■ **INFORMATION SUPPLIED**
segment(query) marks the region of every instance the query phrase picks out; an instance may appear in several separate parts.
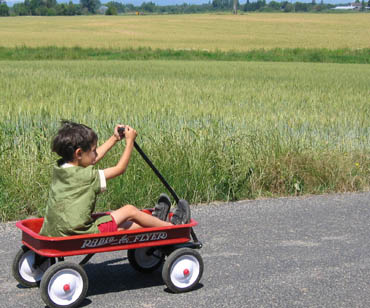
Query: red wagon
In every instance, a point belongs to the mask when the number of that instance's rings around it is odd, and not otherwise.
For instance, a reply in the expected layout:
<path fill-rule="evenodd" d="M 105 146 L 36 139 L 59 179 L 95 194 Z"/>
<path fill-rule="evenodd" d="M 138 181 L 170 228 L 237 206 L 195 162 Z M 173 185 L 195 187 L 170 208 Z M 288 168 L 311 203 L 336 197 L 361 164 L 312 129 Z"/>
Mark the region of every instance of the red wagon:
<path fill-rule="evenodd" d="M 202 244 L 192 229 L 194 219 L 185 225 L 67 237 L 39 235 L 42 223 L 43 218 L 17 222 L 23 246 L 14 258 L 13 275 L 22 286 L 40 285 L 49 307 L 77 307 L 83 301 L 88 289 L 83 265 L 99 252 L 128 250 L 129 263 L 141 272 L 163 264 L 163 280 L 176 293 L 192 290 L 202 277 L 203 260 L 195 250 Z M 64 260 L 75 255 L 86 256 L 79 264 Z"/>
<path fill-rule="evenodd" d="M 120 133 L 124 134 L 123 128 Z M 175 191 L 139 145 L 135 142 L 134 146 L 179 203 Z M 143 211 L 151 215 L 153 209 Z M 105 214 L 93 214 L 93 217 Z M 66 237 L 39 235 L 42 224 L 43 218 L 17 222 L 16 226 L 22 230 L 23 246 L 14 258 L 13 275 L 25 287 L 40 284 L 41 297 L 52 308 L 77 307 L 83 301 L 88 278 L 82 266 L 99 252 L 127 250 L 129 263 L 141 272 L 152 272 L 163 264 L 162 278 L 175 293 L 192 290 L 203 274 L 203 260 L 195 250 L 202 244 L 193 230 L 197 225 L 194 219 L 169 227 Z M 65 257 L 75 255 L 86 256 L 79 264 L 64 261 Z"/>

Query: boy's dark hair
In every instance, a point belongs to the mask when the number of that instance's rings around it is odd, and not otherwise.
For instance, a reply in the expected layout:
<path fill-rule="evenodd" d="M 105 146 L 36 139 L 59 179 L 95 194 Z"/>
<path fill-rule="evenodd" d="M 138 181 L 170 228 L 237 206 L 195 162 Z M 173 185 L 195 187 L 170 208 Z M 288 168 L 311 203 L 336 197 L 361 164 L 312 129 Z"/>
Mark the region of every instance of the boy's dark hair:
<path fill-rule="evenodd" d="M 98 141 L 98 136 L 88 126 L 66 120 L 62 120 L 62 127 L 54 137 L 51 150 L 62 158 L 58 160 L 58 165 L 73 160 L 73 154 L 81 148 L 88 151 Z"/>

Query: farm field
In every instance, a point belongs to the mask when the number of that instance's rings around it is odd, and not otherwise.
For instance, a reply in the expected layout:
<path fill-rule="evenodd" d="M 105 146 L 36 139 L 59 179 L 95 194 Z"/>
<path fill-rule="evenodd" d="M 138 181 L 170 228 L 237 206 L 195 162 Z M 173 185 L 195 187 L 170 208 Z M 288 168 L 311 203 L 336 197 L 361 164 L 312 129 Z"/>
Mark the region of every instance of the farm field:
<path fill-rule="evenodd" d="M 237 50 L 370 48 L 369 14 L 72 16 L 0 19 L 0 46 Z"/>
<path fill-rule="evenodd" d="M 0 62 L 0 217 L 42 215 L 60 119 L 116 123 L 192 203 L 368 190 L 368 65 L 202 61 Z M 116 146 L 99 168 L 115 163 Z M 100 210 L 165 191 L 139 155 Z"/>

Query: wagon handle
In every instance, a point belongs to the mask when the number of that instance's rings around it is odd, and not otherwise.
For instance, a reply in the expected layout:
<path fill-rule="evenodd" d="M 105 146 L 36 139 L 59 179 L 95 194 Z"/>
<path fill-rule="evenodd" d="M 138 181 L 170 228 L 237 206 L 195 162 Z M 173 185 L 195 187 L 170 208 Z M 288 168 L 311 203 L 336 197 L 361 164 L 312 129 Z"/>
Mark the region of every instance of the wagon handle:
<path fill-rule="evenodd" d="M 119 127 L 118 128 L 118 133 L 121 136 L 124 136 L 125 135 L 125 128 L 124 127 Z M 154 164 L 151 162 L 151 160 L 148 158 L 148 156 L 144 153 L 144 151 L 140 148 L 140 146 L 136 143 L 136 141 L 134 141 L 134 147 L 139 152 L 139 154 L 141 155 L 141 157 L 145 160 L 145 162 L 149 165 L 149 167 L 154 171 L 154 173 L 160 179 L 160 181 L 162 182 L 162 184 L 167 188 L 167 190 L 170 192 L 170 194 L 172 195 L 172 197 L 175 199 L 176 203 L 179 203 L 179 197 L 177 196 L 177 194 L 175 193 L 175 191 L 172 189 L 172 187 L 170 186 L 170 184 L 167 183 L 167 181 L 165 180 L 165 178 L 158 171 L 158 169 L 154 166 Z"/>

■ **WHAT TO DO**
Pictures do not belong in the copy. Please reproduce the entries above exactly otherwise.

■ **EXPECTED ANSWER**
segment(query) marks the region of every instance the query phrase picks out; an instance may appear in several separate parts.
Query: red wagon
In every instance, a point belongs to the mask when the number of that instance's rings around it is odd, and not otherwise.
For instance, a reply in the expected layout:
<path fill-rule="evenodd" d="M 105 146 L 36 139 L 59 179 L 95 194 Z"/>
<path fill-rule="evenodd" d="M 138 181 L 170 228 L 237 206 L 195 162 Z M 173 185 L 195 187 L 170 208 Z M 288 168 L 311 203 L 336 197 L 361 164 L 312 129 Z"/>
Mark the region of every instance of the red wagon:
<path fill-rule="evenodd" d="M 202 244 L 192 229 L 194 219 L 185 225 L 67 237 L 39 235 L 42 223 L 43 218 L 17 222 L 23 246 L 14 258 L 13 275 L 22 286 L 40 285 L 49 307 L 77 307 L 83 301 L 88 289 L 83 265 L 99 252 L 128 250 L 129 263 L 141 272 L 163 264 L 163 280 L 176 293 L 192 290 L 202 277 L 203 260 L 195 250 Z M 64 260 L 75 255 L 86 256 L 79 264 Z"/>
<path fill-rule="evenodd" d="M 120 133 L 124 134 L 123 128 Z M 175 191 L 139 145 L 135 142 L 134 146 L 179 203 Z M 143 211 L 151 215 L 153 209 Z M 105 214 L 93 214 L 93 217 Z M 66 237 L 39 235 L 42 224 L 43 218 L 17 222 L 16 226 L 22 230 L 23 246 L 14 258 L 13 275 L 25 287 L 40 284 L 41 297 L 52 308 L 77 307 L 83 301 L 88 278 L 82 266 L 99 252 L 127 250 L 129 263 L 141 272 L 152 272 L 163 264 L 162 278 L 175 293 L 192 290 L 203 274 L 203 260 L 195 250 L 202 244 L 193 230 L 197 225 L 194 219 L 169 227 Z M 65 257 L 75 255 L 86 256 L 79 264 L 64 261 Z"/>

Query: boy's dark hair
In every instance, a point belongs to the mask when the number of that instance's rings around it is odd, and not otherwise.
For instance, a reply in the expected layout:
<path fill-rule="evenodd" d="M 105 146 L 36 139 L 59 179 L 95 194 Z"/>
<path fill-rule="evenodd" d="M 138 181 L 170 228 L 237 206 L 195 162 Z M 173 185 L 195 187 L 170 208 Z M 288 168 L 311 203 L 336 197 L 361 164 L 312 129 Z"/>
Mark the region of every instance of the boy's dark hair:
<path fill-rule="evenodd" d="M 98 141 L 98 136 L 88 126 L 66 120 L 62 120 L 62 127 L 54 137 L 51 150 L 62 158 L 58 160 L 58 165 L 73 160 L 73 154 L 81 148 L 88 151 Z"/>

Query: farm field
In every instance, a point belongs to the mask when the number of that instance's rings around it is odd, and not otherwise.
For instance, a reply in the expected layout:
<path fill-rule="evenodd" d="M 105 146 L 36 139 L 59 179 L 95 194 Z"/>
<path fill-rule="evenodd" d="M 138 181 L 170 228 L 237 206 L 195 162 Z M 173 185 L 195 187 L 170 208 Z M 288 168 L 311 203 L 336 197 L 361 164 L 312 129 Z"/>
Mark the region of every instance of the farm field:
<path fill-rule="evenodd" d="M 237 50 L 370 48 L 369 14 L 72 16 L 0 19 L 0 46 Z"/>
<path fill-rule="evenodd" d="M 0 62 L 0 217 L 42 215 L 60 119 L 116 123 L 192 203 L 368 190 L 368 65 L 202 61 Z M 116 146 L 99 168 L 115 163 Z M 100 210 L 165 191 L 139 155 Z"/>

Query: wagon handle
In every instance, a point belongs to the mask when the number of that instance's rings around it is odd, and not otherwise.
For instance, a reply in the expected layout:
<path fill-rule="evenodd" d="M 105 146 L 36 139 L 59 179 L 95 194 Z"/>
<path fill-rule="evenodd" d="M 138 181 L 170 228 L 237 206 L 195 162 Z M 173 185 L 195 187 L 170 208 Z M 288 168 L 311 203 L 336 197 L 361 164 L 312 129 Z"/>
Mark the region of every instance of the wagon handle:
<path fill-rule="evenodd" d="M 119 127 L 118 128 L 118 133 L 121 136 L 124 136 L 125 135 L 125 128 L 124 127 Z M 154 164 L 151 162 L 151 160 L 148 158 L 148 156 L 144 153 L 144 151 L 140 148 L 140 146 L 136 143 L 136 141 L 134 141 L 134 147 L 139 152 L 139 154 L 141 155 L 141 157 L 145 160 L 145 162 L 149 165 L 149 167 L 154 171 L 154 173 L 160 179 L 160 181 L 162 182 L 162 184 L 167 188 L 167 190 L 170 192 L 170 194 L 172 195 L 172 197 L 175 199 L 176 203 L 179 203 L 179 197 L 177 196 L 177 194 L 175 193 L 175 191 L 172 189 L 172 187 L 170 186 L 170 184 L 167 183 L 167 181 L 165 180 L 165 178 L 158 171 L 158 169 L 154 166 Z"/>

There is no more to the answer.